**TEXT EXTRACT:**
══════════════════════════════

The other major difference between benchmarks is the "computational intensity" or the ratio of operations to memory references. For example, matrix multiplication and LINPACK have very high computational intensity, whereas Dhrystones and STREAM are very low. But the issue may not be the ratio of operations to references so much as the location of the data. Every operation implicitly references data, and perusal of the code may reveal a register or memory source. But on modern architectures, the data actually can come from registers, primary cache, secondary cache, main memory, or mass storage (virtual memory), with performance that can range over a factor of a thousand. This leads to our second conjecture:

The main difference between "computational intensity" or "size" of a computer benchmark
is the time spent in different memory regimes.

Figures 2 and 3 can be explained by HINT graphs. Peak MFLOPS corresponds to the left extreme of the HINT graph, with arithmetic from registers and primary cache. Peak memory bandwidth corresponds to the right extreme of the HINT graph, where the problem is so large that memory speed becomes limiting. We can select a part of a HINT graph that represents the size of another benchmark or application in question.

══════════════════════════════

**RECORDED DATA:**
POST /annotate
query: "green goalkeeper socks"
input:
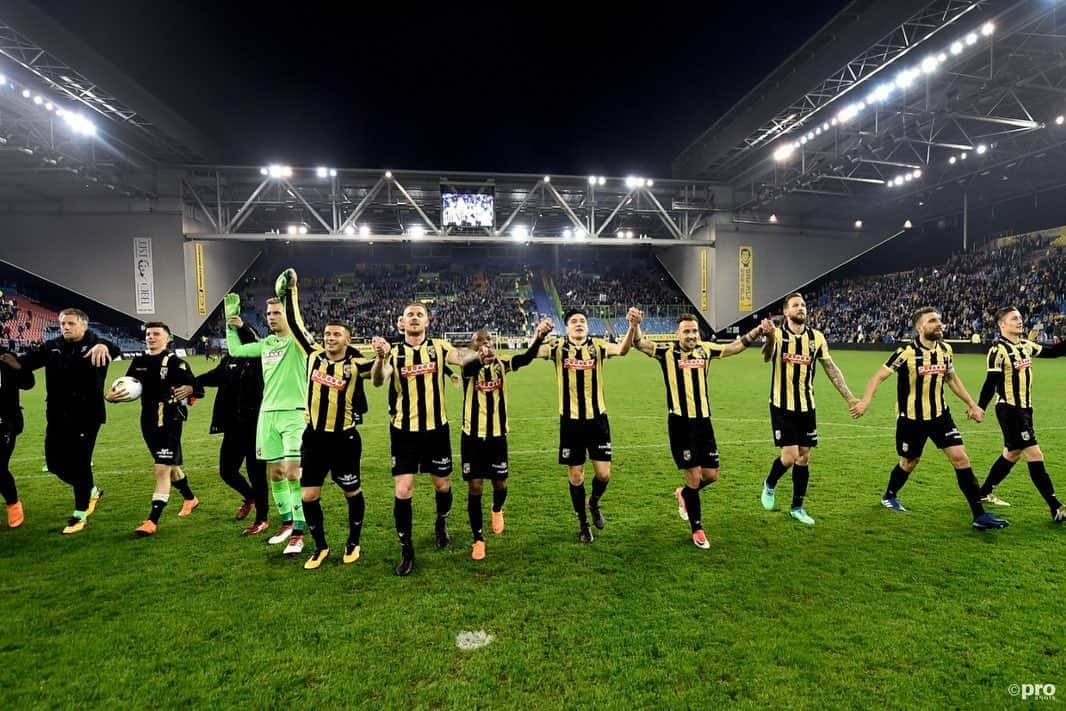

══════════════════════════════

**TASK STATEMENT:**
Copy out the entire passage above on benchmark computational intensity and HINT graphs, word for word.

**FULL SOLUTION:**
The other major difference between benchmarks is the "computational intensity" or the ratio of operations to memory references. For example, matrix multiplication and LINPACK have very high computational intensity, whereas Dhrystones and STREAM are very low. But the issue may not be the ratio of operations to references so much as the location of the data. Every operation implicitly references data, and perusal of the code may reveal a register or memory source. But on modern architectures, the data actually can come from registers, primary cache, secondary cache, main memory, or mass storage (virtual memory), with performance that can range over a factor of a thousand. This leads to our second conjecture:

The main difference between "computational intensity" or "size" of a computer benchmark
is the time spent in different memory regimes.

Figures 2 and 3 can be explained by HINT graphs. Peak MFLOPS corresponds to the left extreme of the HINT graph, with arithmetic from registers and primary cache. Peak memory bandwidth corresponds to the right extreme of the HINT graph, where the problem is so large that memory speed becomes limiting. We can select a part of a HINT graph that represents the size of another benchmark or application in question.